Point labeling records
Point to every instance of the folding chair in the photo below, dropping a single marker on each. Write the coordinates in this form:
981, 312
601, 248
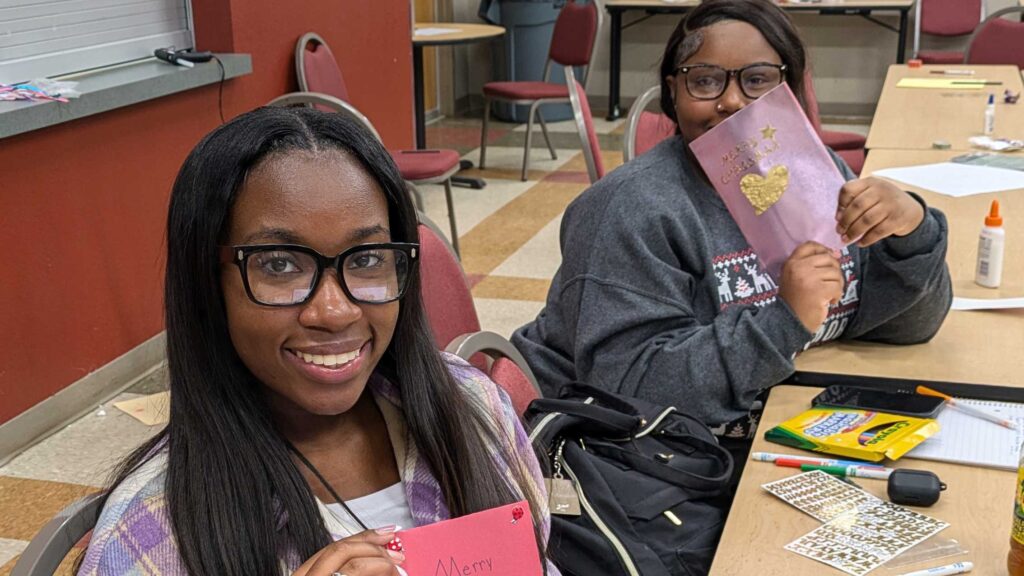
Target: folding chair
998, 40
945, 17
572, 43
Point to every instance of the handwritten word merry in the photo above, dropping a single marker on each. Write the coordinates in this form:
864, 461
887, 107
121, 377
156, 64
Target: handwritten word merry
456, 569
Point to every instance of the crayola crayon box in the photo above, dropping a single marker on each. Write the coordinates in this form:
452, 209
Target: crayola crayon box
853, 434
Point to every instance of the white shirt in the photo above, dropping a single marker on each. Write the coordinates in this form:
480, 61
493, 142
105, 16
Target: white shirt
385, 507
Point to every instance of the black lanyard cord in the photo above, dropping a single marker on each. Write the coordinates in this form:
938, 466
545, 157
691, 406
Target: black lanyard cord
305, 461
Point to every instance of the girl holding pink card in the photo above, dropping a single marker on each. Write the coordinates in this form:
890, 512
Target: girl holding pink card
660, 294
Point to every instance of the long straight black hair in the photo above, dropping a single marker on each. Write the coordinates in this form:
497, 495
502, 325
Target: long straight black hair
771, 22
230, 480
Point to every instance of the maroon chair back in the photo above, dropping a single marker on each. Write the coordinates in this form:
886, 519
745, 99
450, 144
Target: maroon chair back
652, 128
949, 17
576, 32
323, 73
506, 374
446, 297
998, 41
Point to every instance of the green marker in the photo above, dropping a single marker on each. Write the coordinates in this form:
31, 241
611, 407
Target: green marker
856, 471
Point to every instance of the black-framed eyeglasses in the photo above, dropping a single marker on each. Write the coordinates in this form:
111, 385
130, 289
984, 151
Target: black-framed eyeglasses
285, 275
707, 81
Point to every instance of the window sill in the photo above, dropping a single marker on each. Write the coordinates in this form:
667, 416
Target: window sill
115, 87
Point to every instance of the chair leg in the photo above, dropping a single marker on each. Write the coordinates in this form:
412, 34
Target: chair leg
417, 196
544, 128
483, 132
452, 224
529, 138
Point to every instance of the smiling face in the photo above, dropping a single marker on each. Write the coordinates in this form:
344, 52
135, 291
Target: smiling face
729, 44
315, 357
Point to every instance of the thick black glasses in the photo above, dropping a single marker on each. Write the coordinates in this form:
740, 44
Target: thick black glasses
285, 275
707, 82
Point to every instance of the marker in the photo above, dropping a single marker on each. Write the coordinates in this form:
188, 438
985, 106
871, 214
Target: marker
953, 72
856, 471
951, 402
948, 570
794, 463
771, 457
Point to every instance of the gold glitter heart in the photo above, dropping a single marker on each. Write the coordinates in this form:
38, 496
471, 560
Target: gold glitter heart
763, 193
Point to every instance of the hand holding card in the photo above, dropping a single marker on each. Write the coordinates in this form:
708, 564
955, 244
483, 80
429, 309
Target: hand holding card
495, 542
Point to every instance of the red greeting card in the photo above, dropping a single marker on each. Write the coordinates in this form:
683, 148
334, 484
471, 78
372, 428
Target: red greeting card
495, 542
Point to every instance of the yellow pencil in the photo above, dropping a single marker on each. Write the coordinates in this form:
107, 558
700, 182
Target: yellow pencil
951, 402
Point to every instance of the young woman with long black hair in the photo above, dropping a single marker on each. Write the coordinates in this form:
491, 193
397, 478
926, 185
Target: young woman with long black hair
310, 409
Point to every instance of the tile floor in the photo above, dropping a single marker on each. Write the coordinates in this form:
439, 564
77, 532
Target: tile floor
509, 237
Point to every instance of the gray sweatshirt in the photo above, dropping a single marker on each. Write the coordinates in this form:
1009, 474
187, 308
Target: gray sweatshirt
659, 296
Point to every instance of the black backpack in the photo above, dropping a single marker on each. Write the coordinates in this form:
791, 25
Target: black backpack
652, 485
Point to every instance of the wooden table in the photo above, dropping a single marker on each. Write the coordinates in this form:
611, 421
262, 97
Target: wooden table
862, 8
462, 34
914, 118
975, 346
978, 505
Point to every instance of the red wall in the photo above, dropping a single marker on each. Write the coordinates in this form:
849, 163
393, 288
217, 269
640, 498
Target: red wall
83, 204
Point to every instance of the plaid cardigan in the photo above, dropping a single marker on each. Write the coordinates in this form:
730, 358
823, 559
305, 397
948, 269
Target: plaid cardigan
134, 537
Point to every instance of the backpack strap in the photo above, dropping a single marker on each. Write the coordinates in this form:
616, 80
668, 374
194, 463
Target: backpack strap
588, 417
648, 465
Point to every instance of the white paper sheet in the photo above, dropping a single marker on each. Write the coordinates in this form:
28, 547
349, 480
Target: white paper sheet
955, 179
435, 31
986, 303
968, 440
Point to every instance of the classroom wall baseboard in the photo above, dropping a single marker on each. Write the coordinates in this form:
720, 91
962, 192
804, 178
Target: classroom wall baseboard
50, 415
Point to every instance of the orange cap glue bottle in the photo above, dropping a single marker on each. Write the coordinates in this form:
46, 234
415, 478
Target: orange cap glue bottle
991, 243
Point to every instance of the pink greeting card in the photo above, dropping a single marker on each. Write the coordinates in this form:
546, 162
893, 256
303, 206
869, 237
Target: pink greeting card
496, 542
775, 176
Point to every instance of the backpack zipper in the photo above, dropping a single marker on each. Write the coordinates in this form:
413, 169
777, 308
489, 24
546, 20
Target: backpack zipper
624, 554
547, 420
656, 421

#### [Exercise aim]
Please reproduce all of the records above word for word, leaving out the pictures.

#### [Written answer]
Point to every instance of the folding chair in the photo below, dropping a single marker on each. Write the coordinates in this form:
981, 312
601, 248
Target: folding chair
998, 40
945, 17
572, 43
Point to every instance of the handwritten word merry in the photo above, dropping a single marker on each. Write the coordinates in this form:
864, 461
887, 107
121, 377
156, 64
Target: handwritten word merry
456, 569
Point to every instance of the crayola crayon box in the photo above, dropping a single marker on each. Write the coordinates in this form:
452, 209
Target: crayola crayon box
853, 434
Point to every instance of the white shirt in the photo above, dropping a single marker on each. Write the coordinates in this form:
480, 61
493, 142
105, 16
Target: white shirt
385, 507
Point to every instance of the black lanyard cord in the photo above, dropping a single marker on each. Write the coordinates in this form:
938, 466
545, 157
691, 406
Target: black lanyard cord
305, 461
Point to every instance of the girl holding pink card in the photo above, dropping a single marker on each. Write the coordinates in this form:
890, 512
Target: girl holding pink card
660, 294
Point to every instance of the long straight black hair in the photo above, dropping a single marker on each. Write the coordinates in this form:
497, 495
502, 325
Target: long straight black hair
771, 22
230, 480
Point to every instance of the maroon chair back in the photo above, dropping a single marker on each. Write the coordinates in this form:
886, 519
745, 99
450, 144
Target: maroon chair back
652, 128
949, 17
576, 32
323, 73
506, 374
446, 297
998, 41
Point to every instance of the green marker in the photo above, dropping a single marker on each. Write the coordinates in this form:
31, 241
611, 407
Target: green marker
856, 471
Point to every instance of the black-framed eyeglasses in the photo above, dropping a single marker on each. Write the coordinates in this form:
111, 385
130, 289
984, 151
Target: black-framed eyeglasses
285, 275
707, 81
Point to every instance of the window sill in the photo above, dropping a single marker on each. Write the coordinates in this form:
667, 416
Target: window sill
115, 87
Point to every instance of the chair leg in the photo above, dropping a single marker on each. Write the coordinates in this form:
412, 34
Target: chair leg
417, 196
544, 128
483, 132
452, 224
529, 138
Point to every instance of the smiling face in the photo above, dropping a single marker on each. Write the coordinates in this form:
344, 52
135, 291
Target: smiling face
729, 44
315, 357
Point to every instance of the thick black glasses in the photo above, dropping a single marker on each. Write the coordinates in this form:
740, 44
Target: thick black glasses
285, 275
707, 82
Point to every instance of the marker in the photo above, dropping a single marker on each. Write the coordinates in this form:
188, 438
985, 106
871, 214
Target: marker
953, 72
856, 471
951, 402
948, 570
794, 463
771, 457
Point to every instance of the gold glitter heart in the photo above, dropping a single marker on each. Write the coordinates in this form:
38, 496
471, 560
Target: gold glitter heart
763, 193
Point to every instance of the hand holding card in the photo above, dropping a single marker on each. Write the coordinates in this form:
708, 564
955, 244
483, 80
429, 309
Target: hand holding card
495, 542
Point to every instance of the red greeting card in the photo above, dropping a single marker on each. Write the coordinates in this form:
683, 148
334, 484
471, 78
372, 428
Target: red greeting card
495, 542
Point to every instance of the yellow pencil in the photo above, dropping a single marker on each. Write the coordinates in this form:
107, 558
700, 182
Target: yellow pencil
951, 402
Point to every instance of the young woman with long black hair in the photo above, dropping a single marker on each. Write the coordinates in this form:
491, 193
397, 478
926, 185
Target: young woman with long black hair
310, 409
Point to every instance of the tile floor in the photo above, dropping a single marker on each. Write the coordinates in this form:
439, 564
77, 532
Target: tile floor
509, 237
Point to every instance of the gray sweatshirt in the photo above, dropping a single marker on each. Write the coordinates in this form:
1009, 474
187, 308
Target: gray sweatshirt
659, 296
Point to every instance of the black backpack in the photo above, dropping a single marker on each. Write the coordinates in this form:
791, 25
Target: black backpack
652, 485
Point to every instance of the wooden table in the photo above, dropping a single marker on each. Write the coordinates in this form:
611, 421
262, 97
Target: wooden table
862, 8
462, 34
914, 118
975, 346
978, 505
Point to every instance of the red wall in the photo above, dropping a single marker on each. Write the coordinates in this form:
849, 163
393, 288
217, 269
640, 498
Target: red wall
83, 204
Point to every instance of the plaid cardigan in the photo above, dropping a single marker on each. Write the coordinates in this form:
730, 358
823, 559
305, 397
948, 269
Target: plaid cardigan
134, 537
Point to every instance of the backpack strap in the photo above, dropping a single marker on each. Write the coordinates in this form:
616, 80
668, 374
194, 463
Target: backpack strap
588, 417
648, 465
Point to every instance of the white paper sheet in the photo above, dropping a single marker on each. Write the coordinates in this form:
28, 547
349, 480
Target: white paper sheet
955, 179
435, 31
986, 303
968, 440
Point to every instance of the classroom wall baseboard in the photo above, dropping a single marker on each. Write the coordinates in this form:
720, 91
962, 192
804, 178
Target: classroom wall baseboard
50, 415
Point to every instance of the orange cap glue bottle in the photo above, dropping a single marker on each. Write the coordinates in this form:
46, 234
415, 478
Target: orange cap glue bottle
991, 243
Point to every instance of the pink greeting card in the photo above, dropping a single marker on each. Write the coordinates in this form:
546, 162
893, 256
303, 206
869, 237
Target: pink greeting card
496, 542
775, 176
Point to every instance of the backpack zipper in the photo above, dropping a single marker on each. Write the coordinates in this form:
413, 169
777, 308
489, 24
546, 20
Target: backpack zipper
624, 554
547, 420
656, 421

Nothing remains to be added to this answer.